- [Stored rows]:
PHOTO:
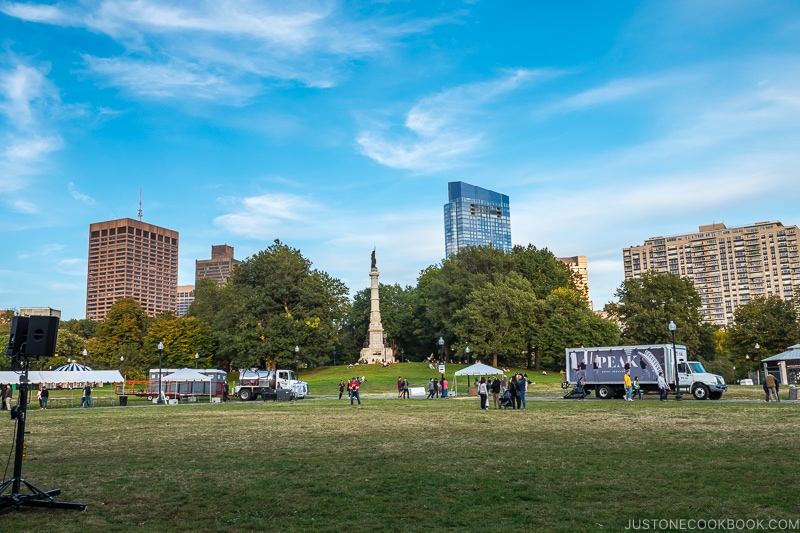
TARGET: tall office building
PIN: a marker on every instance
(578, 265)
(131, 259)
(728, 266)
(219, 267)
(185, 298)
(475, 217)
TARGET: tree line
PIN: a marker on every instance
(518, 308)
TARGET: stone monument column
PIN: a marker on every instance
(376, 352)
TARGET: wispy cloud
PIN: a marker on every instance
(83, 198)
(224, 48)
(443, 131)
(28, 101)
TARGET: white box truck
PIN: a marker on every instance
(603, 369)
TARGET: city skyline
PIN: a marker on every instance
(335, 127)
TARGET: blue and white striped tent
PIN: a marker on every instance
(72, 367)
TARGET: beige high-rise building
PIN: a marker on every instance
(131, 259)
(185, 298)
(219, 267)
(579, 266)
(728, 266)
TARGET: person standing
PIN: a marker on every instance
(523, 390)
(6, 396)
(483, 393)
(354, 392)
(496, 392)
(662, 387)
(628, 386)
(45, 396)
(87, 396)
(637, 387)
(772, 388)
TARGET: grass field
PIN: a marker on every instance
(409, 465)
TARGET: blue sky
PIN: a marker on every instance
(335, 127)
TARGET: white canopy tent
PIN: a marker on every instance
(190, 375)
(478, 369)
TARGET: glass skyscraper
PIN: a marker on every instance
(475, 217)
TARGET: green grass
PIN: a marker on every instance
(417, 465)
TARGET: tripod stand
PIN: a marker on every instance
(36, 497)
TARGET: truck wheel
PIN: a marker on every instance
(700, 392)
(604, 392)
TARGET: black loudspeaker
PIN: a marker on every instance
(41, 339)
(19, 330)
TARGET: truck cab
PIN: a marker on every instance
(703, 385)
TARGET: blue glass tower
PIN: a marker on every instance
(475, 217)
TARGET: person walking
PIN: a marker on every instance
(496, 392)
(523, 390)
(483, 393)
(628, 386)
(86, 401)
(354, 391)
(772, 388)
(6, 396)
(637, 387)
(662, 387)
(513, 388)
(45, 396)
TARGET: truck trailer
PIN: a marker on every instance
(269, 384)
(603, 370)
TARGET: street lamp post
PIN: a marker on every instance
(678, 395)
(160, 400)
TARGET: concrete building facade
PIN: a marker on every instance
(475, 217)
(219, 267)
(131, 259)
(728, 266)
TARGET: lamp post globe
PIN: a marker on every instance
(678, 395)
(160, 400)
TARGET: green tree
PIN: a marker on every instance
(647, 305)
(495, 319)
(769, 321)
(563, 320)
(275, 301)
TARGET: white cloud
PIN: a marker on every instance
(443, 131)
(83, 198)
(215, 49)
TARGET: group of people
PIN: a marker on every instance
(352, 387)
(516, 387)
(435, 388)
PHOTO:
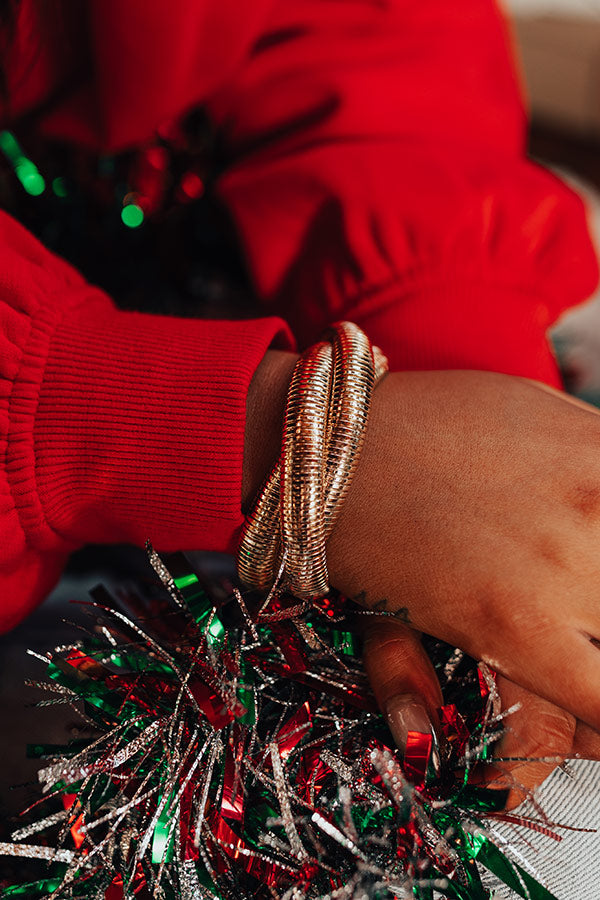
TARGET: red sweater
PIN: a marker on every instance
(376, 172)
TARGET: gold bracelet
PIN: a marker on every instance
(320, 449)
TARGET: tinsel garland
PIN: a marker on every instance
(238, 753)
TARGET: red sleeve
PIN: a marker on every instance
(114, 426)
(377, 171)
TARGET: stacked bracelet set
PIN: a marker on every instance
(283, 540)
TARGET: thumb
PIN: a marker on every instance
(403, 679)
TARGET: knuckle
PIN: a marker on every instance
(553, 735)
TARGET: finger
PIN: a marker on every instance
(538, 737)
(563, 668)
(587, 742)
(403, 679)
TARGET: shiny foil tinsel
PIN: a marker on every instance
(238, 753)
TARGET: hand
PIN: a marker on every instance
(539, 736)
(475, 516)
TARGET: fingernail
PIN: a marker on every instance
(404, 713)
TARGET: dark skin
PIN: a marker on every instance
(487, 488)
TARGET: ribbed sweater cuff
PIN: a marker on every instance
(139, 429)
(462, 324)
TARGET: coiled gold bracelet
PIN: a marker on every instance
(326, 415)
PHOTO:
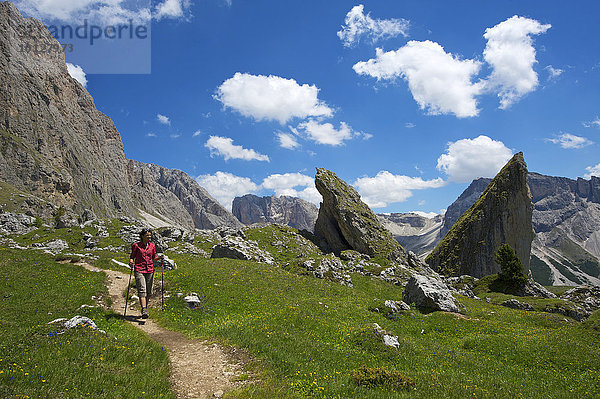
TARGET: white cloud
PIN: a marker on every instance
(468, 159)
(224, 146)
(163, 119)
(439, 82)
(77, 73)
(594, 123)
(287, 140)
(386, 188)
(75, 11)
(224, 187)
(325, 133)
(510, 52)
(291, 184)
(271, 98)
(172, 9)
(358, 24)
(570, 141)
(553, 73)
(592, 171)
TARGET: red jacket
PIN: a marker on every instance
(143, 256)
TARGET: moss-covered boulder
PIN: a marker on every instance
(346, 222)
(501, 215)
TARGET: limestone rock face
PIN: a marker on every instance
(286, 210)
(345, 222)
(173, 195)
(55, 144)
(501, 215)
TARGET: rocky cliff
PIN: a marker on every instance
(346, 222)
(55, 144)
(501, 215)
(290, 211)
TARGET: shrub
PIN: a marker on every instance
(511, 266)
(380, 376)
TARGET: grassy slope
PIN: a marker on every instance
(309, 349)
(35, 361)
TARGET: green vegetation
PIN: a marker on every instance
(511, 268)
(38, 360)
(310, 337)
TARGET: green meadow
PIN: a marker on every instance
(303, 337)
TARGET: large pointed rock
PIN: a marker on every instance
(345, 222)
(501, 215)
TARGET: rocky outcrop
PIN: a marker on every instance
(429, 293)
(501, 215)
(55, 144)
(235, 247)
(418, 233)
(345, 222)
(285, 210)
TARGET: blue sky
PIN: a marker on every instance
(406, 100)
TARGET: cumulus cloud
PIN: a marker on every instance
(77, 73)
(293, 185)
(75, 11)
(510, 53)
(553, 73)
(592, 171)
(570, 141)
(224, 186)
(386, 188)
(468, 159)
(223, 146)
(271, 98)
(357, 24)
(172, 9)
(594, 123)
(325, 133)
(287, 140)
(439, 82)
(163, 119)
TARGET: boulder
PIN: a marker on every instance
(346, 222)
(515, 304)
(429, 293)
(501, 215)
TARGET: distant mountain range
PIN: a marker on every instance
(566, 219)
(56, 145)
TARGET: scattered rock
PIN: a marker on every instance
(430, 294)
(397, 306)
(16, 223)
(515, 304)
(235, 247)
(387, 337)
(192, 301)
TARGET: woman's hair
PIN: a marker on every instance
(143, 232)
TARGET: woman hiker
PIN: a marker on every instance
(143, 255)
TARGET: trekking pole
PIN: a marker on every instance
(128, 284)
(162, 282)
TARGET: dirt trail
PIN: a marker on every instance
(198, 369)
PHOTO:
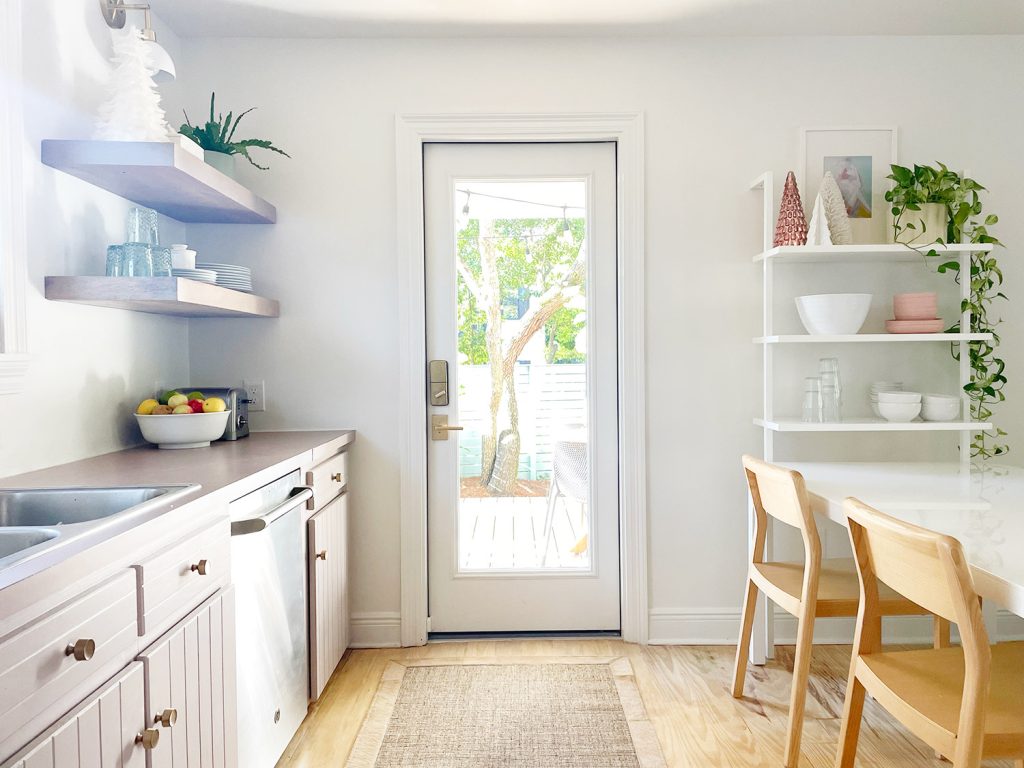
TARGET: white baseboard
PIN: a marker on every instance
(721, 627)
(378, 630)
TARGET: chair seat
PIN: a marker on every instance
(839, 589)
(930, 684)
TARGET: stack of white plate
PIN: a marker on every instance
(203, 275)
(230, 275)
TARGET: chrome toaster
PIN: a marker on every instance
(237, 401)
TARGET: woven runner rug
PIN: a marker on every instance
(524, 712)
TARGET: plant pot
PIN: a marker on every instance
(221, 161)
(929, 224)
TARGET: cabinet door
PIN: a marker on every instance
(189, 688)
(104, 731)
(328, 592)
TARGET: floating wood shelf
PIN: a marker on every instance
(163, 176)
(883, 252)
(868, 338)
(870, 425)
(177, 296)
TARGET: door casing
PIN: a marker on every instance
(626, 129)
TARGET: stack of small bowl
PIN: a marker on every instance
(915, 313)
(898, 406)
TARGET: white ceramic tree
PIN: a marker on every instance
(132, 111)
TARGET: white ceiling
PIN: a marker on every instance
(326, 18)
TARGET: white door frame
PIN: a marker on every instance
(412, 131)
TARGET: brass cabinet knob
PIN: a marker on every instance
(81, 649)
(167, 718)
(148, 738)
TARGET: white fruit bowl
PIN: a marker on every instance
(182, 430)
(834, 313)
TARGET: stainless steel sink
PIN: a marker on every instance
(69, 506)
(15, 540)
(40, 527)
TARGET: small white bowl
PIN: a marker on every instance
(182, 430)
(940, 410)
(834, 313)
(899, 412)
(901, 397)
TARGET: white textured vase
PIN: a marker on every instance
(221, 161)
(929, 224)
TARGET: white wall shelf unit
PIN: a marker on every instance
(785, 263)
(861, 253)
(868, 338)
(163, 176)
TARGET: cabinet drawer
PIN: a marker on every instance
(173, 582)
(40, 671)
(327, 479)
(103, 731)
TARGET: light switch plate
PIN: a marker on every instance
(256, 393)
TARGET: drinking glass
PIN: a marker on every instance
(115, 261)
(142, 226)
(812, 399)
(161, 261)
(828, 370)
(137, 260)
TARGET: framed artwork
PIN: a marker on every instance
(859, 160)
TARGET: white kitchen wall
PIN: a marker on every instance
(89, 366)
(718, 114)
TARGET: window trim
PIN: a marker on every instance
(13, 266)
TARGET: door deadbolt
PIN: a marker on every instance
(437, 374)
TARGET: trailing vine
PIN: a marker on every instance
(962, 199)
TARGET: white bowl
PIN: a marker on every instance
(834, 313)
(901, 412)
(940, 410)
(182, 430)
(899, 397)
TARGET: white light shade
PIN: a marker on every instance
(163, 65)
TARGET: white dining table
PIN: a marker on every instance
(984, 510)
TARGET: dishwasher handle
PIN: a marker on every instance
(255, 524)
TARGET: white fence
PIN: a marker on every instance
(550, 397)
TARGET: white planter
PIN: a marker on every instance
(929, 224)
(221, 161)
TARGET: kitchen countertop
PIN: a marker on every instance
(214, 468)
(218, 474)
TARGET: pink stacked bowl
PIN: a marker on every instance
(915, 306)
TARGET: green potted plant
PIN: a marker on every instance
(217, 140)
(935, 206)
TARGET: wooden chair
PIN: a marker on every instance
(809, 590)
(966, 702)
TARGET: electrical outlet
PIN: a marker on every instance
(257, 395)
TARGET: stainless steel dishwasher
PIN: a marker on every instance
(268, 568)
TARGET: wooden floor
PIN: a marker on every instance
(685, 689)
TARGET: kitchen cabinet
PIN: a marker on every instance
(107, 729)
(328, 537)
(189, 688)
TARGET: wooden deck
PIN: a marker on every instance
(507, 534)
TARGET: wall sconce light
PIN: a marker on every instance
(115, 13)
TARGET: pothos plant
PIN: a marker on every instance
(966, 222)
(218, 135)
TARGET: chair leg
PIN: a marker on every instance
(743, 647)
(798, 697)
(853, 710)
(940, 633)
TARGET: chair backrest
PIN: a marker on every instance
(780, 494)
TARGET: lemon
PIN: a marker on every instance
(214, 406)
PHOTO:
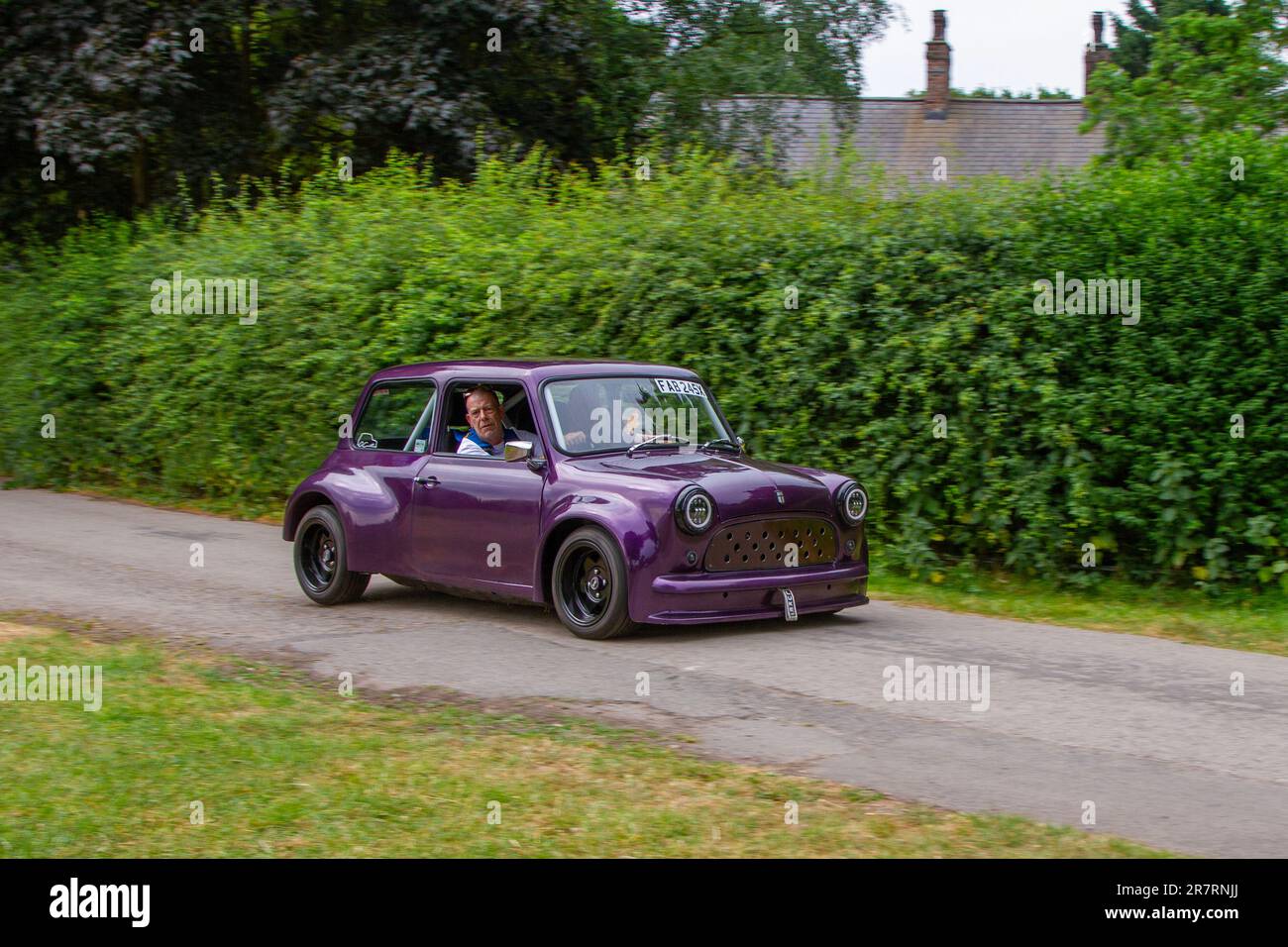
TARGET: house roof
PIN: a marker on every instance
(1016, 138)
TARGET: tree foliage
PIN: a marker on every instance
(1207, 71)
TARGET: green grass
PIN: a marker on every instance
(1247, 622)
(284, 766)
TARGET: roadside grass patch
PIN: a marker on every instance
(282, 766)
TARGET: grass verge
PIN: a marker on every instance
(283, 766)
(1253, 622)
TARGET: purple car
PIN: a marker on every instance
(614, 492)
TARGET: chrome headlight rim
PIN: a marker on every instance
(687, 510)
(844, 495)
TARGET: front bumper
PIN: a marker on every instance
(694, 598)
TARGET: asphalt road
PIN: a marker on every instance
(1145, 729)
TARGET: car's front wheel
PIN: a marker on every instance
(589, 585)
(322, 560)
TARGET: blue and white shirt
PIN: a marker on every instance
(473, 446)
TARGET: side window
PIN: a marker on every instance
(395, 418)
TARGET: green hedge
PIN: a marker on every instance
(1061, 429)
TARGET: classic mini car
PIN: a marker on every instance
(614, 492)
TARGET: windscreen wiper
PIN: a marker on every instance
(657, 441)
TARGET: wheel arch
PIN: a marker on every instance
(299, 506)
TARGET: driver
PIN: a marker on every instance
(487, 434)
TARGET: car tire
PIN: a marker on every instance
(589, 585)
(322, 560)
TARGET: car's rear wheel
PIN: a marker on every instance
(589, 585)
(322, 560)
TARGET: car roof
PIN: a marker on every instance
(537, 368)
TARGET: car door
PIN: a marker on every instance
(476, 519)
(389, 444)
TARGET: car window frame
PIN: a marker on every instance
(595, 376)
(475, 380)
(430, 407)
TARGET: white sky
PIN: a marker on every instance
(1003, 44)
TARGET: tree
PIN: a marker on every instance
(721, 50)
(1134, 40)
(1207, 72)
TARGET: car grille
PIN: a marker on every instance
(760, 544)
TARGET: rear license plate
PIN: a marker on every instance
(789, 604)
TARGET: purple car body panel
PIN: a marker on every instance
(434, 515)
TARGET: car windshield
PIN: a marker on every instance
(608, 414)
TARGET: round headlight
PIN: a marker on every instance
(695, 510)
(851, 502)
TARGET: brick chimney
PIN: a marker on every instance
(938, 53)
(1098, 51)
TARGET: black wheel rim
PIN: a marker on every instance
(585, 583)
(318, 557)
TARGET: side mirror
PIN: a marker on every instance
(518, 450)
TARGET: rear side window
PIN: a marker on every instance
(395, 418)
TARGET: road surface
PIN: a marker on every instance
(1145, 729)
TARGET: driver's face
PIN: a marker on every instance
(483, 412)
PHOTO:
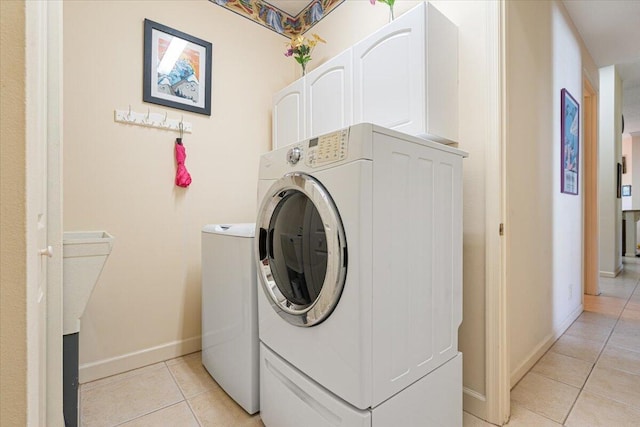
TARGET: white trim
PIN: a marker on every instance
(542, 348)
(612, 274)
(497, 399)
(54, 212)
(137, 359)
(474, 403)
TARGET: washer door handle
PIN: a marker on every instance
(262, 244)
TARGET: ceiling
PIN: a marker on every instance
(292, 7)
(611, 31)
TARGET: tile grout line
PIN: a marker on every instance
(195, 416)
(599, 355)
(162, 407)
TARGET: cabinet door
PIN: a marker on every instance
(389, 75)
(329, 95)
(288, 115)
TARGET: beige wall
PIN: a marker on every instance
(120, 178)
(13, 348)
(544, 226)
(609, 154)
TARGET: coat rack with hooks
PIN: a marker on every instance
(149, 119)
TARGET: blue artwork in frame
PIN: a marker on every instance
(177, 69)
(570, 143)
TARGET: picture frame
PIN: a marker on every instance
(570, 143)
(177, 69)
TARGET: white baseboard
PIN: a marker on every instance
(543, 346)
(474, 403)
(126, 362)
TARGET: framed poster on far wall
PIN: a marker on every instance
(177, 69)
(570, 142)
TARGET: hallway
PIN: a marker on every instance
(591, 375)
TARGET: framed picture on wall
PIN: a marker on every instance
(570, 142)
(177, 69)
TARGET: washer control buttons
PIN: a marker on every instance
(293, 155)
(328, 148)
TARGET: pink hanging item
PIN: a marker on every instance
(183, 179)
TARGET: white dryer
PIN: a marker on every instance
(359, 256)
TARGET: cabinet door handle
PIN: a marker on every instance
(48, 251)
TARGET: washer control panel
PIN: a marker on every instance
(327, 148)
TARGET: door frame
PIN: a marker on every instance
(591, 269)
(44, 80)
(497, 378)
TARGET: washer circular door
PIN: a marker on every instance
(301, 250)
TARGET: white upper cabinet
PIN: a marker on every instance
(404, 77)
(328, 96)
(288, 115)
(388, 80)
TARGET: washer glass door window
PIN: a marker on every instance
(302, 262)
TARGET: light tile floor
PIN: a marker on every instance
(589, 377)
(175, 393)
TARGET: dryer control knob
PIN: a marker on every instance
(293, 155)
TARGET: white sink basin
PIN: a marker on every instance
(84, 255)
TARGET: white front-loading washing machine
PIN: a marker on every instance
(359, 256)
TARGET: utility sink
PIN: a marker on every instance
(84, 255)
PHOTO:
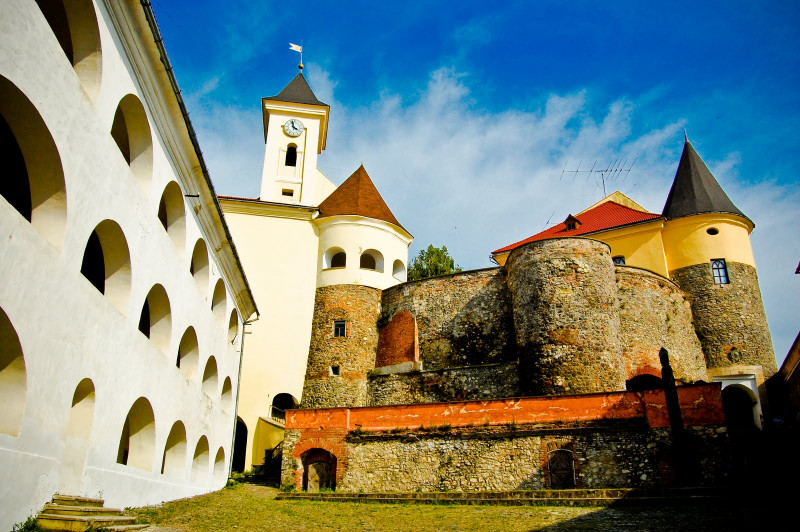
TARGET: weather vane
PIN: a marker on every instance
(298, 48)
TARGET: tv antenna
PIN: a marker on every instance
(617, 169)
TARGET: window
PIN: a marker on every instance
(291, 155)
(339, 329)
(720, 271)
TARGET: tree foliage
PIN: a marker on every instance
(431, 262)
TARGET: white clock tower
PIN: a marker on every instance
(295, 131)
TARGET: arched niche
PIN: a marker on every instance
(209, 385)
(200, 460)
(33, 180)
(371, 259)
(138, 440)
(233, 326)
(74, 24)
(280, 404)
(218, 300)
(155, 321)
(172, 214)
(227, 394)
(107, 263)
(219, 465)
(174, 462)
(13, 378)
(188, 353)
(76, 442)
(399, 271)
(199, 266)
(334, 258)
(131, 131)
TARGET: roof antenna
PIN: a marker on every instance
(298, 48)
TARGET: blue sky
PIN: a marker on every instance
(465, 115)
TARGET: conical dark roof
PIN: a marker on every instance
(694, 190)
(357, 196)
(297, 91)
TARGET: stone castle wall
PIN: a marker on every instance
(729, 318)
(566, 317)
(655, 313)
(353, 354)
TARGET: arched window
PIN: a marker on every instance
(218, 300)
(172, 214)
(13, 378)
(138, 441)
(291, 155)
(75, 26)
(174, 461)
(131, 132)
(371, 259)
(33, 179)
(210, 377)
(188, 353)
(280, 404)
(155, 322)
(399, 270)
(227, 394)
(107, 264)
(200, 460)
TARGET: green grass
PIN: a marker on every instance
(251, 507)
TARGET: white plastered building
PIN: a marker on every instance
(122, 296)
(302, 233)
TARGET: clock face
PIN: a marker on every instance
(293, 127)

- [Required work]:
Output only the lines running from the line with "TARGET: washer circular door" through the last line of the entries above, inclusive, with pictures excluded.

- [Solution]:
TARGET: washer circular door
PIN: a marker on every instance
(301, 250)
TARGET: white upper cabinet
PIN: a marker on every instance
(404, 77)
(328, 96)
(288, 115)
(388, 80)
TARGET: washer glass door window
PIN: a marker on every instance
(302, 262)
TARGET: light tile floor
PIN: a marker on every instance
(589, 377)
(175, 393)
TARGET: dryer control knob
PIN: a marker on every instance
(293, 155)
TARGET: white sink basin
PIN: a marker on every instance
(84, 255)
TARGET: white front-loading washing machine
PIN: a marker on every instance
(359, 256)
TARGET: utility sink
PIN: a marker on every instance
(84, 255)
PHOTO:
TARGET: weather vane
PIN: a marker on every instance
(298, 48)
TARGET: tv antenna
PIN: a marker on every instance
(617, 169)
TARGET: window
PIN: a marker on every instance
(291, 155)
(339, 329)
(720, 271)
TARGET: tree foliage
PIN: a marker on every instance
(431, 262)
TARGET: white clock tower
PIN: a marker on every instance
(295, 131)
TARGET: arched niche
PIN: a marker on every instance
(209, 385)
(200, 460)
(33, 180)
(371, 259)
(138, 440)
(233, 326)
(74, 24)
(280, 404)
(218, 300)
(155, 321)
(172, 214)
(227, 394)
(107, 263)
(219, 465)
(174, 462)
(13, 378)
(188, 353)
(76, 442)
(399, 271)
(199, 266)
(334, 258)
(131, 131)
TARGET: roof antenna
PIN: a marker on every instance
(298, 48)
TARGET: blue sky
PIN: a marker on every instance
(465, 115)
TARGET: conical dark roof
PIN: a marker on every instance
(694, 190)
(357, 196)
(297, 91)
TARGET: stone castle wall
PIN: a marker on every instance
(729, 318)
(566, 317)
(655, 313)
(353, 354)
TARGET: arched window
PIN: a marker on every instance
(218, 300)
(172, 214)
(13, 378)
(138, 441)
(291, 155)
(75, 26)
(174, 461)
(131, 132)
(371, 259)
(33, 179)
(210, 377)
(188, 353)
(280, 404)
(155, 322)
(399, 270)
(227, 394)
(107, 264)
(200, 460)
TARGET: green grass
PIN: a marker on every instance
(251, 507)
TARGET: white plastered building
PIN: a marker on every instance
(122, 296)
(302, 233)
TARGET: clock face
PIN: a marker on every instance
(293, 127)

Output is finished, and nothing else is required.